-------- Lesetext

Hipster wissen, wer der Babo ist
Sind der deutschen Mittelschicht die Wutventile abhanden gekommen? - Haftbefehl in Hamburg
Am Ende klappt es doch noch mit der Energieübertragung: Nachdem der Rapper Haftbefehl, der im Hamburger Mojo Club unter anderem von seinen Kollegen Hanybal, Milonair und Capo unterstützt wird, zum zweiten Mal »Chabos wissen, wer der Babo ist«, zum dritten Mal »Ihr Hurensöhne« und zum vierten Mal »Ich rolle mit meim Besten« angestimmt hat, dreht der Pulk vor der Bühne endlich wie gewünscht durch. Mehrere Hamburg-habt-ihr-noch-Bock-zu-feiern-oder-sollen-wir-Schluss-machen-Ultimaten waren dafür nötig.
»Ich bin jetzt erst richtig warm geworden«, gibt »Hafti« nach eineinhalb Stunden zu Protokoll, und in der Tat: In der ersten Konzerthälfte hatte man bisweilen den Eindruck, er wäre gar nicht richtig da. Das mag an seinen etwas trägen Bewegungen liegen, an der entrückten Schläfrigkeit, die »Hafti« trotz aller Bekenntnisse zu Gewalt und Aktion oft ausstrahlt, oder an der Erschöpfung nach sieben Konzerten in neun Tagen. Vielleicht liegt es aber auch am Publikum, das zunächst recht sparsam mit dem Feedback ist, und überhaupt sehr artig. An der Garderobe warten alle brav in der Schlange, niemand drängelt, niemand rempelt, niemand tanzt aus der Reihe. Von den »Azzlacks«, die durch »Haftis« Songtexte und Videos marodieren, ist in Hamburg jedenfalls kaum jemand gekommen.

----------------
-------- Datenzeilen

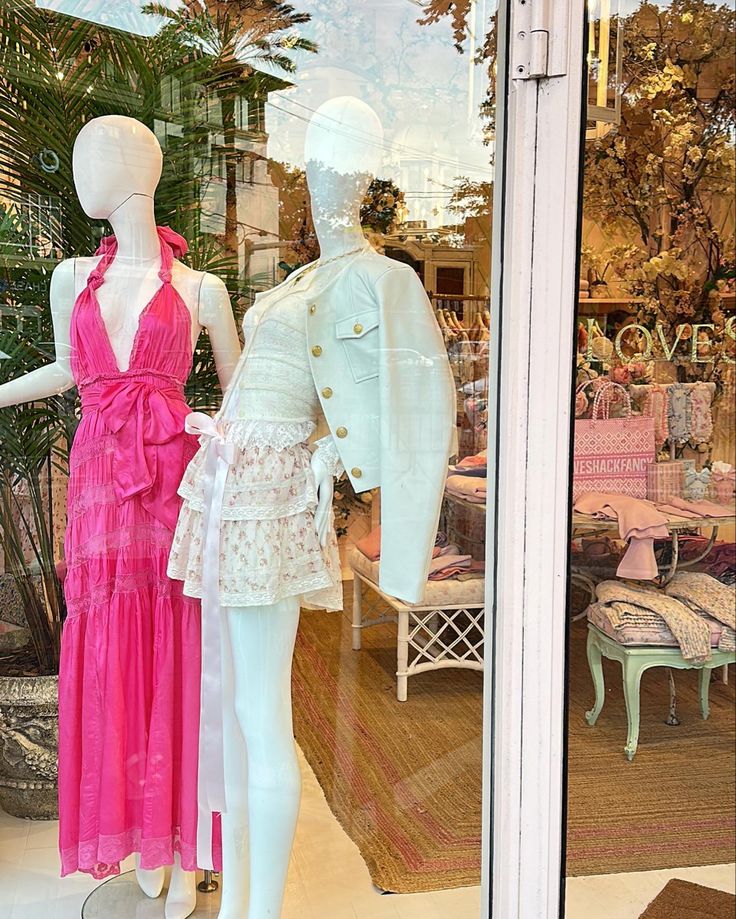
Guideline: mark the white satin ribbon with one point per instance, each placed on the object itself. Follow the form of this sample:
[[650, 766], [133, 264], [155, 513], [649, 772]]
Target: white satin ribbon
[[211, 774]]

----------------

= Arbeitsauftrag =
Schreiben Sie aus dem Konzertbericht den Abschnitt zwischen „Hipster wissen, wer“ und „waren dafür nötig.“, beide eingeschlossen, wortgetreu ab. Das Material wird hierfür nicht benötigt.

= Lösung =
Hipster wissen, wer der Babo ist
Sind der deutschen Mittelschicht die Wutventile abhanden gekommen? - Haftbefehl in Hamburg
Am Ende klappt es doch noch mit der Energieübertragung: Nachdem der Rapper Haftbefehl, der im Hamburger Mojo Club unter anderem von seinen Kollegen Hanybal, Milonair und Capo unterstützt wird, zum zweiten Mal »Chabos wissen, wer der Babo ist«, zum dritten Mal »Ihr Hurensöhne« und zum vierten Mal »Ich rolle mit meim Besten« angestimmt hat, dreht der Pulk vor der Bühne endlich wie gewünscht durch. Mehrere Hamburg-habt-ihr-noch-Bock-zu-feiern-oder-sollen-wir-Schluss-machen-Ultimaten waren dafür nötig.